== SHORT PROBLEM ==
Please format the lines of the rows below as a Markdown table with two columns, Number and Line, numbering each line in order and leaving out any blank lines.

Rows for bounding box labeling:
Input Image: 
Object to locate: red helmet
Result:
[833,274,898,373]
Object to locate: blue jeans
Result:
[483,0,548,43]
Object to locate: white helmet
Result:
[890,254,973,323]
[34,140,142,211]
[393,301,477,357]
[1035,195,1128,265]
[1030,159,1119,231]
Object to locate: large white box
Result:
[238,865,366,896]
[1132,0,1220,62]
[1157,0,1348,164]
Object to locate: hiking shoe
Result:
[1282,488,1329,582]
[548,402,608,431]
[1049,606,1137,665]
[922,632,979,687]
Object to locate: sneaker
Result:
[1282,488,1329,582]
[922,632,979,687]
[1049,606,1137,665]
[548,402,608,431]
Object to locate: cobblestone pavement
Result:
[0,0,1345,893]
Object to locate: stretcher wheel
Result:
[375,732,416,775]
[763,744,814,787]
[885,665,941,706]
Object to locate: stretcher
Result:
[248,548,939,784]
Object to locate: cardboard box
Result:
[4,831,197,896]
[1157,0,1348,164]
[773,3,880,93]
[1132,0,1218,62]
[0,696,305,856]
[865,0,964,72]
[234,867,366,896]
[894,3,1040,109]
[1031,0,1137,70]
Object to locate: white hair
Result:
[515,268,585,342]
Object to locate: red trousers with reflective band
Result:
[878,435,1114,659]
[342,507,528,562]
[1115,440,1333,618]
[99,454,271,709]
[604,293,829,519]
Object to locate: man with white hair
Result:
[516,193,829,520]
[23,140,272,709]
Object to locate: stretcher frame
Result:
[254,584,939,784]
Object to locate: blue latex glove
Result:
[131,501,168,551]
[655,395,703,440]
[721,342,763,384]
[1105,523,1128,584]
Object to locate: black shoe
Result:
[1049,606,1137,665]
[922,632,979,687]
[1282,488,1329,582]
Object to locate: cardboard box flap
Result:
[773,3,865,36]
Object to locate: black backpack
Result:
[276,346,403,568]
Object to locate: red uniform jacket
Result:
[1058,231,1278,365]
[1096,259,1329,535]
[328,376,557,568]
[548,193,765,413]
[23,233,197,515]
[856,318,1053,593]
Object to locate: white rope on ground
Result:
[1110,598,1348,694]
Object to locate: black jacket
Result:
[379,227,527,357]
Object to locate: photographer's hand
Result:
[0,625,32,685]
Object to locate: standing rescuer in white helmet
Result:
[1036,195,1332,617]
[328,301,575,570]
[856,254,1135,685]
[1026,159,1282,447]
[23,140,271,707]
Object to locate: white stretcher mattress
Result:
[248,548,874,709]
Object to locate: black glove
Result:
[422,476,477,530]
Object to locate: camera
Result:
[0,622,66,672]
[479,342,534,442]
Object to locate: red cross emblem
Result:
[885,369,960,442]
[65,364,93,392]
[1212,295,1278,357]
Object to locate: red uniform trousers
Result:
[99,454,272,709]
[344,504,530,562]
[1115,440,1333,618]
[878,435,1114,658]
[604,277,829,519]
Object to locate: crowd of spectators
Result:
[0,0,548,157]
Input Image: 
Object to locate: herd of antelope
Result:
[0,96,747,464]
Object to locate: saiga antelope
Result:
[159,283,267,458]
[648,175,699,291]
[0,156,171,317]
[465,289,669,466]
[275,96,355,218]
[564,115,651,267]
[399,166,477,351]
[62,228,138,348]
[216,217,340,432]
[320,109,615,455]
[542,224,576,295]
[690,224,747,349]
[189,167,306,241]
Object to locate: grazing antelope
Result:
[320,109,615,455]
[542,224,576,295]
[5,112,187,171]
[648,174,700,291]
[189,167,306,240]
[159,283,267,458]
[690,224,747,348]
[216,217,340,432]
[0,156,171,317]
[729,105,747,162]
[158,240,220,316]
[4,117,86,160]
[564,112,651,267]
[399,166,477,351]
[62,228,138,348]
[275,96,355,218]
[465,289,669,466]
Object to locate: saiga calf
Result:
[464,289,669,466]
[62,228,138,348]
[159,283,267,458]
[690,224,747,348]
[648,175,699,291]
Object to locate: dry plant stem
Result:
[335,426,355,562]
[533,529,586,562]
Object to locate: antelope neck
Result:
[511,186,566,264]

== TASK ANSWER ==
| Number | Line |
|---|---|
| 1 | Input Image:  |
| 2 | Object to locate: red helmet |
| 3 | Result: |
| 4 | [833,274,898,373] |
| 5 | Object to locate: blue jeans |
| 6 | Result: |
| 7 | [483,0,548,43] |
| 8 | Object to locate: white helmet |
| 9 | Result: |
| 10 | [890,254,973,323] |
| 11 | [34,140,142,211] |
| 12 | [393,301,477,357] |
| 13 | [1035,195,1128,265] |
| 14 | [1030,159,1119,231] |
| 15 | Object to locate: large white box |
| 16 | Result: |
| 17 | [238,865,366,896] |
| 18 | [1132,0,1220,62] |
| 19 | [1157,0,1348,164] |
| 20 | Object to locate: hiking shoe |
| 21 | Result: |
| 22 | [1282,488,1329,582] |
| 23 | [548,402,608,431] |
| 24 | [1049,606,1137,665] |
| 25 | [922,632,979,687] |
| 26 | Object to locate: sneaker |
| 27 | Result: |
| 28 | [1282,488,1329,582] |
| 29 | [922,632,979,687] |
| 30 | [1049,606,1137,665] |
| 31 | [548,402,608,431] |
| 32 | Object to locate: cobblestone pavement |
| 33 | Result: |
| 34 | [0,0,1345,893] |
| 35 | Object to locate: stretcher wheel |
| 36 | Result: |
| 37 | [375,732,416,775] |
| 38 | [763,744,814,787] |
| 39 | [885,665,941,706] |
| 40 | Object to locate: stretcher |
| 41 | Result: |
| 42 | [248,548,939,784] |
| 43 | Object to locate: cardboard box |
| 44 | Result: |
| 45 | [4,831,197,896] |
| 46 | [1157,0,1348,164] |
| 47 | [773,3,880,93] |
| 48 | [1132,0,1218,62] |
| 49 | [0,696,305,856] |
| 50 | [865,0,964,72] |
| 51 | [234,867,366,896] |
| 52 | [894,3,1040,109] |
| 53 | [1031,0,1137,70] |
| 54 | Object to locate: white hair |
| 55 | Result: |
| 56 | [515,268,585,342] |
| 57 | Object to locate: red trousers with reflective band |
| 58 | Result: |
| 59 | [878,435,1114,659] |
| 60 | [342,507,528,562] |
| 61 | [1115,440,1333,618] |
| 62 | [99,454,271,709] |
| 63 | [604,293,829,519] |
| 64 | Object to locate: man with white hair |
| 65 | Result: |
| 66 | [516,193,829,520] |
| 67 | [23,140,272,709] |
| 68 | Object to locate: stretcher frame |
| 69 | Result: |
| 70 | [254,584,939,784] |
| 71 | Object to locate: blue latex glove |
| 72 | Result: |
| 73 | [131,501,168,551] |
| 74 | [655,395,703,440] |
| 75 | [721,342,763,384] |
| 76 | [1105,523,1128,584] |
| 77 | Object to locate: black shoe |
| 78 | Result: |
| 79 | [1049,606,1137,665] |
| 80 | [922,632,979,687] |
| 81 | [1282,488,1329,582] |
| 82 | Object to locate: cardboard box flap |
| 83 | Result: |
| 84 | [773,3,865,36] |
| 85 | Object to locate: black backpack |
| 86 | Result: |
| 87 | [276,346,403,568] |
| 88 | Object to locate: red uniform jacket |
| 89 | Result: |
| 90 | [1058,231,1278,365] |
| 91 | [1096,259,1329,535] |
| 92 | [328,376,557,568] |
| 93 | [548,193,765,413] |
| 94 | [23,233,197,515] |
| 95 | [856,318,1053,593] |
| 96 | Object to locate: white rope on ground |
| 97 | Result: |
| 98 | [1110,598,1348,694] |
| 99 | Object to locate: black jacket |
| 100 | Result: |
| 101 | [379,227,527,357] |
| 102 | Object to locate: photographer's hand |
| 103 | Result: |
| 104 | [0,625,32,685] |
| 105 | Object to locate: standing rescuer in white helmet |
| 106 | Result: |
| 107 | [1036,195,1332,617] |
| 108 | [328,301,575,570] |
| 109 | [856,254,1135,685] |
| 110 | [1026,159,1282,447] |
| 111 | [23,140,271,707] |
| 112 | Object to locate: white stretcher mattress |
| 113 | Result: |
| 114 | [248,548,874,709] |
| 115 | Object to locate: black glove |
| 116 | Result: |
| 117 | [422,476,477,530] |
| 118 | Object to locate: camera |
| 119 | Result: |
| 120 | [0,622,66,672] |
| 121 | [479,342,534,442] |
| 122 | Object to locate: red cross emblem |
| 123 | Result: |
| 124 | [885,369,960,442] |
| 125 | [65,364,93,392] |
| 126 | [1212,295,1278,357] |
| 127 | Object to locate: red uniform trousers |
| 128 | Result: |
| 129 | [99,454,272,709] |
| 130 | [344,504,530,562] |
| 131 | [1115,440,1333,618] |
| 132 | [878,435,1114,658] |
| 133 | [604,277,829,519] |
| 134 | Object to locate: crowd of spectators |
| 135 | Result: |
| 136 | [0,0,548,157] |
| 137 | Input Image:  |
| 138 | Object to locate: herd of antelope |
| 139 | Result: |
| 140 | [0,96,747,464] |
| 141 | Object to locate: saiga antelope |
| 142 | Result: |
| 143 | [159,283,267,458] |
| 144 | [648,175,699,291] |
| 145 | [0,156,171,317] |
| 146 | [465,289,669,466] |
| 147 | [275,96,355,218] |
| 148 | [564,115,651,267] |
| 149 | [399,166,477,351] |
| 150 | [62,228,138,348] |
| 151 | [216,217,340,432] |
| 152 | [320,109,615,455] |
| 153 | [542,224,576,295] |
| 154 | [690,224,747,349] |
| 155 | [189,167,306,241] |
| 156 | Object to locate: grazing antelope |
| 157 | Result: |
| 158 | [320,109,615,455] |
| 159 | [542,224,576,295] |
| 160 | [5,112,187,171] |
| 161 | [648,174,700,291] |
| 162 | [189,167,306,240] |
| 163 | [159,283,267,458] |
| 164 | [690,224,747,348] |
| 165 | [216,217,340,432] |
| 166 | [0,156,171,317] |
| 167 | [729,105,747,162] |
| 168 | [158,240,220,316] |
| 169 | [4,117,86,160] |
| 170 | [564,112,651,267] |
| 171 | [399,166,477,351] |
| 172 | [62,228,138,348] |
| 173 | [275,96,355,218] |
| 174 | [465,289,669,466] |
| 175 | Object to locate: saiga calf |
| 176 | Result: |
| 177 | [464,289,669,466] |
| 178 | [62,228,138,348] |
| 179 | [159,283,267,458] |
| 180 | [690,224,747,348] |
| 181 | [648,175,699,291] |
| 182 | Object to locate: dry plant stem |
| 183 | Result: |
| 184 | [335,426,355,562] |
| 185 | [533,529,586,562] |
| 186 | Object to locate: antelope neck |
| 187 | Result: |
| 188 | [511,186,566,264] |